Instructions to follow –
State only the number of lines in the records below that contain the string "foot".

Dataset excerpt
## start
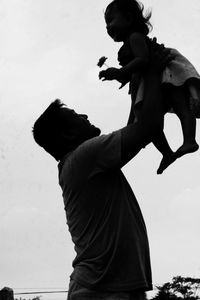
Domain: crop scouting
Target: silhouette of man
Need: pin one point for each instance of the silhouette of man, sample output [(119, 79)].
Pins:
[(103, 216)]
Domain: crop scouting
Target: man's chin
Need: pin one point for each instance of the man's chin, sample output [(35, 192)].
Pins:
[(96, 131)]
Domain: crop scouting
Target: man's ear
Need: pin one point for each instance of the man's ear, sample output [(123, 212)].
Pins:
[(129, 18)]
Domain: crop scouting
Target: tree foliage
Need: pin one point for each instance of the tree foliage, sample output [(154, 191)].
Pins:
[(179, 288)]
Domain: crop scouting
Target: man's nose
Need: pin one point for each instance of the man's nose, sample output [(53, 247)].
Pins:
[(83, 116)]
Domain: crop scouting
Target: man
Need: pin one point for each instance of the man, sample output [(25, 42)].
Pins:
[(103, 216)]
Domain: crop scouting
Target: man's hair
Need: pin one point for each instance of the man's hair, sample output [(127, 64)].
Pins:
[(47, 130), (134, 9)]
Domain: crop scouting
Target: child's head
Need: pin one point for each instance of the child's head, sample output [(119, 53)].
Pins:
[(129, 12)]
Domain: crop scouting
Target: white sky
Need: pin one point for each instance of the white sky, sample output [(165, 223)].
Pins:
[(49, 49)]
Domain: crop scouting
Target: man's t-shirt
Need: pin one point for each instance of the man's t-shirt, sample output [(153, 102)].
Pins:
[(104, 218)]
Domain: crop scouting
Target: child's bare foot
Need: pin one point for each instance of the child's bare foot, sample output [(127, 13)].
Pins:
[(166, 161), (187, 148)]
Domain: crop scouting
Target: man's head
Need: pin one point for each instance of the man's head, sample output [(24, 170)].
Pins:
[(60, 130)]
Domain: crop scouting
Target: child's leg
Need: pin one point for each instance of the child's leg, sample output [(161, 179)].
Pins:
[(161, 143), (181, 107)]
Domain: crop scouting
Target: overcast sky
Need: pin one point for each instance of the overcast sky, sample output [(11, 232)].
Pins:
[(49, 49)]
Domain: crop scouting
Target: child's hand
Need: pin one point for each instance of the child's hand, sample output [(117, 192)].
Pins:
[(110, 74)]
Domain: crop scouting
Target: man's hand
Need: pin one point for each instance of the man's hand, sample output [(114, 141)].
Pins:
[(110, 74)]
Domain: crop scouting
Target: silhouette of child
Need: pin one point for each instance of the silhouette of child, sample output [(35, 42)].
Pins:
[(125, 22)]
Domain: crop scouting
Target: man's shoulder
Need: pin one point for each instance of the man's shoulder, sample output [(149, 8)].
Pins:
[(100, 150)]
## end
## start
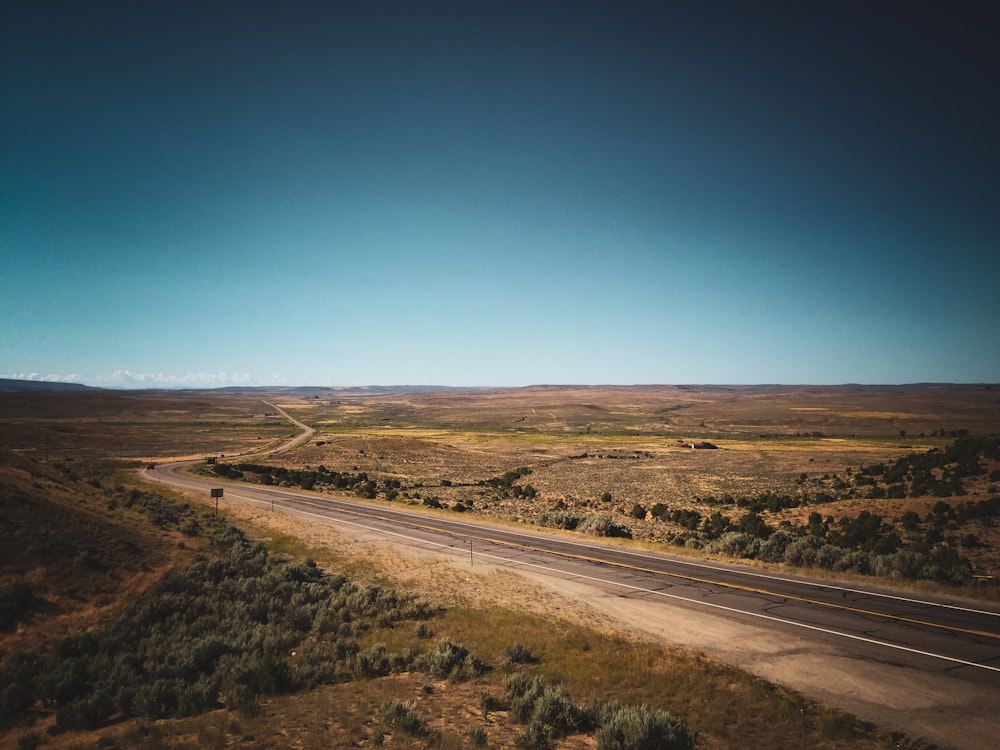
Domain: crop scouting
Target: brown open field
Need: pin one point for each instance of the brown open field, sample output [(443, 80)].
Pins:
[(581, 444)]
## end
Complete answer –
2